Directions
An exact copy of every entry is needed, without any of the pictures.

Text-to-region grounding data
+ + +

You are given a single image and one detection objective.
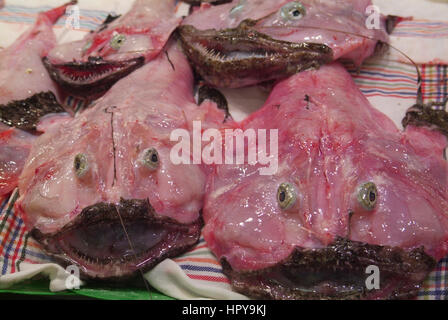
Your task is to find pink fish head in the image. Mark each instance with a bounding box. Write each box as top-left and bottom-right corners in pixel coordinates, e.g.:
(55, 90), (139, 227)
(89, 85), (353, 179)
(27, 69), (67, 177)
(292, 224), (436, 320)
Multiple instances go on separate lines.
(43, 0), (181, 99)
(17, 43), (227, 279)
(179, 0), (391, 88)
(203, 63), (448, 299)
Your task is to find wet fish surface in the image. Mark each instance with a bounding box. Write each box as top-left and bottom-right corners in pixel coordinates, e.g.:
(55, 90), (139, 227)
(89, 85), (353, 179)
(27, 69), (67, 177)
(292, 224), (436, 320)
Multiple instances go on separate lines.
(0, 2), (74, 202)
(43, 0), (181, 99)
(203, 63), (448, 299)
(179, 0), (390, 88)
(16, 42), (227, 280)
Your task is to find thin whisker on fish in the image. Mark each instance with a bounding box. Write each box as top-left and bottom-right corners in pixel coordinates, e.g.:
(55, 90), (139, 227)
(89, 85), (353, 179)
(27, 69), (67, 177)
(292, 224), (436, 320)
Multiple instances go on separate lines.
(113, 206), (153, 300)
(256, 24), (422, 80)
(256, 24), (425, 105)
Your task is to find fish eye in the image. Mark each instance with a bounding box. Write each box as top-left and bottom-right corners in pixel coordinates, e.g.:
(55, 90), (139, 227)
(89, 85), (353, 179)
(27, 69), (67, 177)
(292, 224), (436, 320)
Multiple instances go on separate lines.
(141, 148), (160, 170)
(110, 33), (126, 50)
(277, 183), (297, 210)
(74, 153), (89, 178)
(281, 2), (306, 21)
(357, 182), (378, 210)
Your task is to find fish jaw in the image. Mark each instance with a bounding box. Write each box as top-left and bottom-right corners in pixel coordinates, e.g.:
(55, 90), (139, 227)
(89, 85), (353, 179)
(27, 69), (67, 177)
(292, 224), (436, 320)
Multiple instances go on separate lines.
(221, 238), (436, 300)
(42, 57), (145, 99)
(30, 199), (202, 280)
(178, 23), (333, 88)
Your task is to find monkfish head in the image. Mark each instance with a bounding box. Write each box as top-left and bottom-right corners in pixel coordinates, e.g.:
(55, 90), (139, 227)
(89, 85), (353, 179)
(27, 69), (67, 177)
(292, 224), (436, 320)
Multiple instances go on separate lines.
(17, 43), (224, 280)
(179, 0), (391, 88)
(203, 63), (448, 299)
(43, 0), (181, 99)
(16, 106), (205, 279)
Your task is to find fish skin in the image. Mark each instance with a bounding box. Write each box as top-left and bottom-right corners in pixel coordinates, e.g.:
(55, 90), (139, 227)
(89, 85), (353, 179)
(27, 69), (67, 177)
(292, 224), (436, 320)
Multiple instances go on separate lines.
(16, 42), (226, 279)
(0, 1), (76, 104)
(44, 0), (181, 99)
(0, 124), (35, 203)
(202, 63), (448, 299)
(0, 2), (75, 202)
(180, 0), (389, 88)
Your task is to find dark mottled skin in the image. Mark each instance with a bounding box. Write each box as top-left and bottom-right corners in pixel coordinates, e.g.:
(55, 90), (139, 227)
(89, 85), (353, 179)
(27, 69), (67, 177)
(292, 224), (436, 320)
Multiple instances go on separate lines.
(197, 85), (231, 120)
(97, 14), (121, 33)
(403, 100), (448, 138)
(43, 57), (145, 100)
(0, 91), (65, 132)
(178, 22), (333, 88)
(221, 238), (436, 300)
(31, 199), (203, 280)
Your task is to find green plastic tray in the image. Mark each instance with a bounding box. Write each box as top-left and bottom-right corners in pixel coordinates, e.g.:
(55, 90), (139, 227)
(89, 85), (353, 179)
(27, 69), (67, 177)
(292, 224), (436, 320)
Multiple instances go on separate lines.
(0, 279), (174, 300)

+ + +

Task answer
You are given a single image and one detection objective.
Your task is to find pink fish head in the image. Mark each instance with a bounding box. Write each box as top-left and bottom-right corners in pixel coordinates, e.g.:
(55, 90), (139, 227)
(89, 85), (353, 179)
(27, 69), (67, 177)
(292, 224), (436, 320)
Multiple instances go on separate lines.
(43, 0), (181, 99)
(17, 43), (227, 279)
(179, 0), (391, 88)
(203, 63), (448, 299)
Your task is to find wet fish surface in the image. Mark each instance with a bounding box. Write each box as top-left and bottom-right corners in pixel coordinates, e.g.:
(55, 90), (139, 227)
(89, 85), (353, 179)
(27, 69), (67, 177)
(292, 224), (436, 320)
Multiple instances go on separate lines.
(0, 2), (74, 202)
(43, 0), (181, 99)
(203, 63), (448, 299)
(179, 0), (390, 88)
(16, 42), (227, 280)
Your task is to find thin whisker on fish in the image. Mark each instance with a bounding box. Write each box as top-left and bottom-right corners in pixel coordinates, e.g.:
(55, 90), (139, 227)
(89, 85), (353, 179)
(27, 69), (67, 177)
(292, 224), (436, 320)
Multiple instances go on separate lines.
(113, 206), (153, 300)
(256, 24), (422, 80)
(256, 24), (425, 105)
Your task is to find fish eye in the image. Mark each instance with a bounding box. Write each box as top-left and bottom-right corners in pixel coordinates, e.g.:
(55, 90), (139, 227)
(89, 85), (353, 179)
(27, 69), (67, 177)
(292, 224), (436, 320)
Multiple instances go on separate lines.
(141, 148), (160, 170)
(110, 33), (126, 50)
(277, 183), (297, 210)
(74, 153), (89, 178)
(281, 2), (306, 21)
(357, 182), (378, 210)
Your task is to find fish jaw in the image. Mark each instance with a bounding box. Write each box as top-left and bottom-right corners in pixel coordinates, e.g.:
(55, 90), (139, 227)
(89, 85), (353, 179)
(27, 69), (67, 177)
(292, 224), (436, 320)
Multiple instances go on separate lines.
(221, 238), (436, 300)
(42, 57), (145, 99)
(30, 199), (202, 280)
(178, 23), (333, 88)
Your task is to find monkfish head in the image. Mark each instance with a bounding box. Write each box as top-left and bottom-right corners in pixel coordinates, e.g.:
(55, 90), (139, 227)
(89, 85), (353, 179)
(27, 69), (67, 177)
(292, 224), (436, 320)
Multiple instances go on separate lines.
(17, 43), (224, 280)
(179, 0), (391, 88)
(203, 63), (448, 299)
(43, 0), (181, 99)
(16, 106), (205, 279)
Your task is to find fish skin in the image. Mark each instance with a bounding box. Write each box as top-left and bottom-right corners in pixel coordinates, e.g.:
(55, 90), (139, 227)
(89, 85), (353, 179)
(27, 69), (67, 177)
(292, 224), (436, 320)
Multiple instances go on separate lines.
(16, 42), (226, 279)
(0, 1), (76, 104)
(44, 0), (181, 99)
(0, 124), (35, 203)
(202, 63), (448, 299)
(0, 2), (75, 202)
(180, 0), (389, 88)
Your task is to find dark mottled skin in the image. Mark each instance with a bounding box. Write each box as top-left and bottom-right corners in pixel coordinates, e.g.:
(55, 90), (139, 227)
(89, 85), (353, 179)
(27, 69), (67, 177)
(292, 224), (436, 320)
Multiple instances go on separate lines.
(197, 85), (231, 120)
(97, 14), (121, 33)
(403, 100), (448, 138)
(43, 57), (145, 100)
(0, 91), (65, 132)
(178, 22), (333, 88)
(221, 238), (436, 300)
(31, 199), (203, 280)
Your task is to find green plastic tray in the image. Mark each instance with a bounding box. Write each box as top-left and bottom-right corners in pixel coordinates, e.g.:
(55, 90), (139, 227)
(89, 85), (353, 179)
(27, 69), (67, 177)
(292, 224), (436, 320)
Multiple instances go on separate lines.
(0, 279), (174, 300)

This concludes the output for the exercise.